LISTE DES TÂCHES:
a – Répondez à ces questions sur le texte consacré au Baltic Dry Index :
(i) Sur combien de routes mondiales de transport porte la moyenne des prix ?
(ii) De quoi cet indice est-il présenté comme un excellent indicateur ?
(iii) Quels exemples de matières sèches sont cités ?
b – Traduisez en anglais cette phrase du texte sur le Baltic Dry Index : « Cet indice est un excellent indicateur de la future production industrielle. »
c – Recopiez, dans le texte sur le Baltic Dry Index, le passage qui s'ouvre sur les mots contenant « Tout d'abord, il » et se clôt sur « proche avenir transformés. ».

TEXTE DE LA PAGE:
************

Tout d'abord, il faut évaluer l'impact de la crise sur les échanges mondiaux. Pour cela, il existe un indicateur de premier ordre que j'ai déjà étudié sur ce blog (un rappel est nécessaire ici) : le Baltic Dry Index (BDI) qui sert à mesurer le niveau des prix du transport maritime de matières sèches, une moyenne des prix pratiqués sur 24 routes mondiales de transport. Cet indice est un excellent indicateur de la future production industrielle. En effet, les matières sèches de cet indice concernent les minerais, les céréales, le ciment par exemple, autant de produits de base qui seront dans un proche avenir transformés.

************

Extrait du jeu de données:
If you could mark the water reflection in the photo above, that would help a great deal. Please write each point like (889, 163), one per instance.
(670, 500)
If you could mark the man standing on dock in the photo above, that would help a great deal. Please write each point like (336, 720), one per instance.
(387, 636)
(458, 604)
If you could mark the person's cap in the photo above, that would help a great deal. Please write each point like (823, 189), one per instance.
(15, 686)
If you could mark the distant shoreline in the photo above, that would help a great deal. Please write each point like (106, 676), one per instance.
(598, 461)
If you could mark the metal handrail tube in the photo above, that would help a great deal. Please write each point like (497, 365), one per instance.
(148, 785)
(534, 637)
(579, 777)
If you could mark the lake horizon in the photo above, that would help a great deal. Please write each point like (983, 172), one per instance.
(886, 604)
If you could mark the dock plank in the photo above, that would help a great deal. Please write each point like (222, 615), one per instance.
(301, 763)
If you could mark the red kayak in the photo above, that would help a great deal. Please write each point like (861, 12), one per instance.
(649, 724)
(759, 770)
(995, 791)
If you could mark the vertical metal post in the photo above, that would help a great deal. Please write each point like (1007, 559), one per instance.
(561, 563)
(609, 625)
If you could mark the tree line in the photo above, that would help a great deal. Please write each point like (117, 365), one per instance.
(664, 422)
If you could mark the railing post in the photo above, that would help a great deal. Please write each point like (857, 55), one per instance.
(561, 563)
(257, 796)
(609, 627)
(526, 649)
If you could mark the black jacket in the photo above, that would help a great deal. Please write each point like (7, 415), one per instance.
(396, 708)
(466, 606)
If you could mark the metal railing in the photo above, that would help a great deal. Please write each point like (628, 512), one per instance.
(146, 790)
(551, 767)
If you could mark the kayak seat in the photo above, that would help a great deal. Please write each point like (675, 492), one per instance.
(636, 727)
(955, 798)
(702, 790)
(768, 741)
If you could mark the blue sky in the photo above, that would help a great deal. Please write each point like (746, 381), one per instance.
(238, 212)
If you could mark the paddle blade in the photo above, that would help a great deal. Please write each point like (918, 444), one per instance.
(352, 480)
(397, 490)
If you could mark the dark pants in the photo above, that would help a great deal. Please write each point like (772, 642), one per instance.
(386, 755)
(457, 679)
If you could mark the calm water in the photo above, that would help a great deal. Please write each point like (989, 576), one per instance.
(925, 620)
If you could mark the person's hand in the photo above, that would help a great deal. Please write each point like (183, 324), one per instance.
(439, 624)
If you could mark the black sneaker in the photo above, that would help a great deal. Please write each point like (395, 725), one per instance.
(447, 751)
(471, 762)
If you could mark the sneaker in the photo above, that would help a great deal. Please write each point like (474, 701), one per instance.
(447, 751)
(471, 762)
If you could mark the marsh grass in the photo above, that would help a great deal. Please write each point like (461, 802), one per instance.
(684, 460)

************

RÉPONSES AUX TÂCHES:
a –
(i) Sur 24 routes.
(ii) De la future production industrielle.
(iii) Les minerais, les céréales et le ciment.

b – This index is an excellent indicator of future industrial production.

c –
Tout d'abord, il faut évaluer l'impact de la crise sur les échanges mondiaux. Pour cela, il existe un indicateur de premier ordre que j'ai déjà étudié sur ce blog (un rappel est nécessaire ici) : le Baltic Dry Index (BDI) qui sert à mesurer le niveau des prix du transport maritime de matières sèches, une moyenne des prix pratiqués sur 24 routes mondiales de transport. Cet indice est un excellent indicateur de la future production industrielle. En effet, les matières sèches de cet indice concernent les minerais, les céréales, le ciment par exemple, autant de produits de base qui seront dans un proche avenir transformés.